■ Supplied data ■
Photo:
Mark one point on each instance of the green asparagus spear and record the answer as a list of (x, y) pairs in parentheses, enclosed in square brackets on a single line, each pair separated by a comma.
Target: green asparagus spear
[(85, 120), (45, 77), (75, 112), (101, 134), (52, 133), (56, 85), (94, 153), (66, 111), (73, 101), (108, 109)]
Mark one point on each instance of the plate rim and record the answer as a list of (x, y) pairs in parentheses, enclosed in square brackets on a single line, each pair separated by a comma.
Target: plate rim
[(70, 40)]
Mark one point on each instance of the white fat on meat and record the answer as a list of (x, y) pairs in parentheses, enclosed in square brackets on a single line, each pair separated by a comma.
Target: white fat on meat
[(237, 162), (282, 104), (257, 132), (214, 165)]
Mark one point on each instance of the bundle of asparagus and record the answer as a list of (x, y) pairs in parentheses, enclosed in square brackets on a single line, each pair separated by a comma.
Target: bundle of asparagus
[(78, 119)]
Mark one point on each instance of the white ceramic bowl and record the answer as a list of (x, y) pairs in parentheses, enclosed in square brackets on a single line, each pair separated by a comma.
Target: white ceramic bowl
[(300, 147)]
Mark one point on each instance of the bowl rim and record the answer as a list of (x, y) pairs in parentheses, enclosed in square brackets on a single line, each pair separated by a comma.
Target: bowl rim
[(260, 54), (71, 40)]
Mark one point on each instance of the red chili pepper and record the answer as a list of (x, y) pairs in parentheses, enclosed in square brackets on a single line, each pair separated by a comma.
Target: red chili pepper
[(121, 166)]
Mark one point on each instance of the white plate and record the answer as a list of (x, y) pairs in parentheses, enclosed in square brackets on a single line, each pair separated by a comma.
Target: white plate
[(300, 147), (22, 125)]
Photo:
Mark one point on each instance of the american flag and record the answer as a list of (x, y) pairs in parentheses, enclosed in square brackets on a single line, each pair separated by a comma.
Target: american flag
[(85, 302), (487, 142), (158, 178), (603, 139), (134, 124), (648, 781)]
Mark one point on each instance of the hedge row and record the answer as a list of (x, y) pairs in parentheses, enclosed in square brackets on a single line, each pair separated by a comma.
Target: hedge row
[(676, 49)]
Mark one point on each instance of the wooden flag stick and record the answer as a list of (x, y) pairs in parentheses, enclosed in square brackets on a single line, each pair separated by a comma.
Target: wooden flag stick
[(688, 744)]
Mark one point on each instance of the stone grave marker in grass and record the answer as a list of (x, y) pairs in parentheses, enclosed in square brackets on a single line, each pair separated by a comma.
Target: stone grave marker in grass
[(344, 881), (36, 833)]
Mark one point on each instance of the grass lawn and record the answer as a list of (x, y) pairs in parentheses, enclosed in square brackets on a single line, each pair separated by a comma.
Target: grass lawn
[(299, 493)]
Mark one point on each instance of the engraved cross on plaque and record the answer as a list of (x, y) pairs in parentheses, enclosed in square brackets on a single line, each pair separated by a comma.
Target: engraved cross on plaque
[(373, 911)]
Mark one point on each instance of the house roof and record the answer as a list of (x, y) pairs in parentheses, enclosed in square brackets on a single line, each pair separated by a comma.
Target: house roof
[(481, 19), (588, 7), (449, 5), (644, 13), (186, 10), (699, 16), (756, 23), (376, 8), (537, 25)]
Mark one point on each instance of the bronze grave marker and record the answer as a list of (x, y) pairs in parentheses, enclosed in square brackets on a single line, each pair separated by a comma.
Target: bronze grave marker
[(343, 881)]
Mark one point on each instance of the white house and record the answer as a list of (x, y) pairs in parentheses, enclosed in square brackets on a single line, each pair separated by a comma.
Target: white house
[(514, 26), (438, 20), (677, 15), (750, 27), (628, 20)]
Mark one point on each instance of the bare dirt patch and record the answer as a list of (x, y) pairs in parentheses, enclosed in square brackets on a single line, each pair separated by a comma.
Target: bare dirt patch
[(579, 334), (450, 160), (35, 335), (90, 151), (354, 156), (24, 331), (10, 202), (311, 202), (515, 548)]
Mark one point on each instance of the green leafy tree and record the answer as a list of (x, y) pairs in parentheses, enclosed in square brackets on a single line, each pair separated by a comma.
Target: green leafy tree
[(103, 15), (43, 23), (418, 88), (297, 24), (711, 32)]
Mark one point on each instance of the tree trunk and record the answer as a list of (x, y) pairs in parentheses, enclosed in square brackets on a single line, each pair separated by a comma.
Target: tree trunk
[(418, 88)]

■ Exercise details ■
Write every line of the material out again exactly.

■ Task output ■
Photo:
Mark one point on each instance of the green asparagus spear and record the answer as a list of (x, y) pairs in parentheses, enclosed in square brackets on a single line, each pair separated by a comma.
Target: green asparagus spear
[(85, 120), (45, 77), (75, 112), (101, 134), (52, 133), (56, 85), (94, 153), (66, 111), (73, 101), (108, 109)]
Mark one point on each instance of the plate rim and record the answer as a list of (x, y) pairs in parentheses, enclosed in square brackets on a single line, each pair separated by a comma.
Target: plate rim
[(70, 40)]
Mark one point on each instance of the white fat on meat and record the answer as a list of (x, y) pairs in parentheses, enclosed in square brackets on a single line, each pair separated by a comma.
Target: white fat on meat
[(237, 162), (282, 104), (257, 132), (214, 165)]
Mark one point on each instance of the bundle of asparagus and record the answer as a list of (x, y) pairs in parentheses, enclosed in square brackets on a single line, each pair separated by a comma.
Target: bundle of asparagus
[(78, 119)]
Mark one point on each instance of the white ceramic bowl and record the answer as a list of (x, y) pairs in parentheses, enclosed in square brackets on a single line, each pair separated by a comma.
Target: white ceramic bowl
[(300, 147)]
Mark one point on each instance of the bowl rim and record the answer as a list of (x, y) pairs in parentheses, enclosed in square brackets on a single line, each pair separated by a comma.
Target: bowl rim
[(260, 54), (71, 40)]
Mark one point on each instance of the red chili pepper and record the answer as a list of (x, y) pairs in parentheses, enclosed in square brackets on a single line, each pair separated by a comma.
Target: red chili pepper
[(121, 166)]
Mark one point on each instance of the white plate and record the answer as a list of (x, y) pairs in parentheses, enclosed in square brackets on a single line, each pair separated by a comma.
Target: white plate
[(300, 147), (22, 125)]
Photo:
Mark one point on each instance of the american flag and record the answer as a list of (x, y) pairs in parentheses, enclosed in square brackets on a single line, each pair separated by a comma.
Target: american flag
[(85, 302), (487, 142), (158, 178), (603, 139), (134, 124), (648, 781)]
Mark one point on each instance of the hedge row and record the answer as a list of (x, y) pairs in parentheses, enclosed in square brackets on a single line, each pair separated by a comma.
Target: hedge row
[(676, 49)]
Mark one point on each instance of the wooden flag stick and record the answer as a list of (x, y) pairs in parentheses, enclosed in square brackets on a single line, each pair separated by a comma.
Target: wooden flag stick
[(688, 744)]
Mark one point on each instance of the stone grave marker in grass and record the answer as a list of (x, y) pairs in parentheses, enclosed in square brackets on a single line, each pair separated by a comma.
Target: stone grave marker in grass
[(344, 881), (36, 833)]
Mark one point on each instance of the grass lawn and record the answer as a list of (x, y) pairs in parentheses, enclosed in square brackets on a single line, each pair separated by a comma.
Target: grass lawn
[(299, 493)]
Mark one point on each instance of the engraved cross on plaque and record the answer as a list of (x, y) pairs in parentheses, enclosed in square brackets on a single line, each pair separated by a comma.
Target: engraved cross on plaque
[(373, 911)]
Mark one point on each instance of the house roof and record the answer as a list of (x, y) pairs in parentheses, enclosed in square brackets on a single line, each pair separated by a comma.
Target: house roof
[(481, 19), (588, 7), (449, 5), (644, 13), (186, 10), (699, 16), (756, 23), (376, 8), (537, 25)]
Mark one point on each instance of the bronze grave marker and record the answer as a list of (x, y) pairs in parentheses, enclosed in square brackets on a single line, each pair separated by a comma.
Target: bronze grave marker
[(343, 881)]
Mark one point on each instance of the white house and record the answer as a list of (x, y) pairs in parentheses, enclosed in square brackets on a single line, each pair separated by a comma.
Target: white house
[(514, 26), (438, 20), (677, 15), (750, 27), (628, 20)]
Mark one point on each instance of the bare dirt patch and record the answer as a list of (x, y) pairs in parentheses, enclosed in square brackets on a single line, each pair separated by a comma.
Target: bare dirt patch
[(579, 334), (450, 160), (35, 335), (90, 151), (354, 156), (24, 331), (10, 202), (311, 202), (515, 548)]
Mark one point on each instance of the green leafy tree and record the answer as a list of (x, y) pairs in parentheses, enclosed in square brackets on a single line, each pair separated by a comma.
Target: green leafy tree
[(103, 15), (43, 23), (418, 88), (297, 24), (711, 32)]
Mark one point on each instance of the tree trunk and record the answer as a list of (x, y) pairs in parentheses, enclosed in square brackets on a single line, each pair separated by a comma.
Target: tree trunk
[(418, 88)]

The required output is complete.